■ INSTRUCTION: Convert the lines, from the one containing "Mark the pollen" through the final line, into a Markdown table with the columns Row and Line, numbering each row and omitting blank lines.

[Raw records]
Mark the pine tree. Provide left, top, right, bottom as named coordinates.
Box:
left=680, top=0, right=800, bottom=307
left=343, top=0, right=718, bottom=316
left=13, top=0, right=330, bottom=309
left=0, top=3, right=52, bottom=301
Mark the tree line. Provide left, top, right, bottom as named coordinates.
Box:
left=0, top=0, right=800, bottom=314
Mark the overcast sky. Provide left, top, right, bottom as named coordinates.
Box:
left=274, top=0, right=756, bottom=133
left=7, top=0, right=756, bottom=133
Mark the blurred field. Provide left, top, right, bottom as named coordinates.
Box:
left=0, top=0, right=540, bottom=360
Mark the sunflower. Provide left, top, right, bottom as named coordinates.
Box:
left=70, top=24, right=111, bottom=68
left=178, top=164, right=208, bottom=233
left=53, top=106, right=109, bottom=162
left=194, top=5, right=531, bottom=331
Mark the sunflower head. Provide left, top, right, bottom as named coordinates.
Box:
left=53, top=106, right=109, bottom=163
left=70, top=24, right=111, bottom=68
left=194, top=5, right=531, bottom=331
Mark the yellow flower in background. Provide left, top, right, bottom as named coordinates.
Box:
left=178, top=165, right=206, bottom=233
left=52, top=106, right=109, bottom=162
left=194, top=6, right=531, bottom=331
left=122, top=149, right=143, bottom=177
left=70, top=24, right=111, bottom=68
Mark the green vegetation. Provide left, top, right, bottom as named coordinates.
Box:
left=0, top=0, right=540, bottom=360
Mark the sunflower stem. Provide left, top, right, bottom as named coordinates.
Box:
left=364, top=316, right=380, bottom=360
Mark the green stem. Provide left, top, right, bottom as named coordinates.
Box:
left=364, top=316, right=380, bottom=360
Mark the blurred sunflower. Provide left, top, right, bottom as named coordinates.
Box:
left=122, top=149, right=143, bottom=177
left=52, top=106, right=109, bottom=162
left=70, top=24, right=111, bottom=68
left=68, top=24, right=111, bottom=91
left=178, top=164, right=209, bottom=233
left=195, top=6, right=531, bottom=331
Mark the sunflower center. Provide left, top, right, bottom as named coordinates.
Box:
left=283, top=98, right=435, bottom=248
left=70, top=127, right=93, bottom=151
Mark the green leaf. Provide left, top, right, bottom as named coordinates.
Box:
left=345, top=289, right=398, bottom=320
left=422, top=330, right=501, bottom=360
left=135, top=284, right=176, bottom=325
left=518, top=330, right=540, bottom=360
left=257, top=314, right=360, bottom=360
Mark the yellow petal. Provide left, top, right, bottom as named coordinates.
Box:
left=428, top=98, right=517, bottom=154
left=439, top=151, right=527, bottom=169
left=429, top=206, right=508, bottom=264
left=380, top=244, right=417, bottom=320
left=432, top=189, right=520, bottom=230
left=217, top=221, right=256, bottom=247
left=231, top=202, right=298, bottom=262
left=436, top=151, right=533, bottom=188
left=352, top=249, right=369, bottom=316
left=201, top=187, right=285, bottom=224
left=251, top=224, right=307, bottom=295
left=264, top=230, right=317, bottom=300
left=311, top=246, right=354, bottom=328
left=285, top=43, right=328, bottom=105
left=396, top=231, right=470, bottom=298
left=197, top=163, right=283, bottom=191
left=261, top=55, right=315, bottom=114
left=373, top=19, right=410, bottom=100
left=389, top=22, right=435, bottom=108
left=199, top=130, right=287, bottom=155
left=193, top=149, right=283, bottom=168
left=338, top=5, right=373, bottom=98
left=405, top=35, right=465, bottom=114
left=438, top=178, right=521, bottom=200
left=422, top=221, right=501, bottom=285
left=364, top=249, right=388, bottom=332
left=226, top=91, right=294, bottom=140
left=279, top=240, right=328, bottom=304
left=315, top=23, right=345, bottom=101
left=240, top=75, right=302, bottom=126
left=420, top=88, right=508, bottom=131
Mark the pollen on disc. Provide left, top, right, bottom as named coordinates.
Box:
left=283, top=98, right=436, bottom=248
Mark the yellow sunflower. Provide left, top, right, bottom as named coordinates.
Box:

■ WRITTEN RESPONSE:
| Row | Line |
|---|---|
| 1 | Mark the pollen on disc. Provide left, top, right, bottom as named coordinates. |
| 2 | Box: |
| 3 | left=283, top=98, right=436, bottom=248 |
| 4 | Mark the yellow sunflower. Provide left, top, right, bottom as named coordinates. |
| 5 | Box: |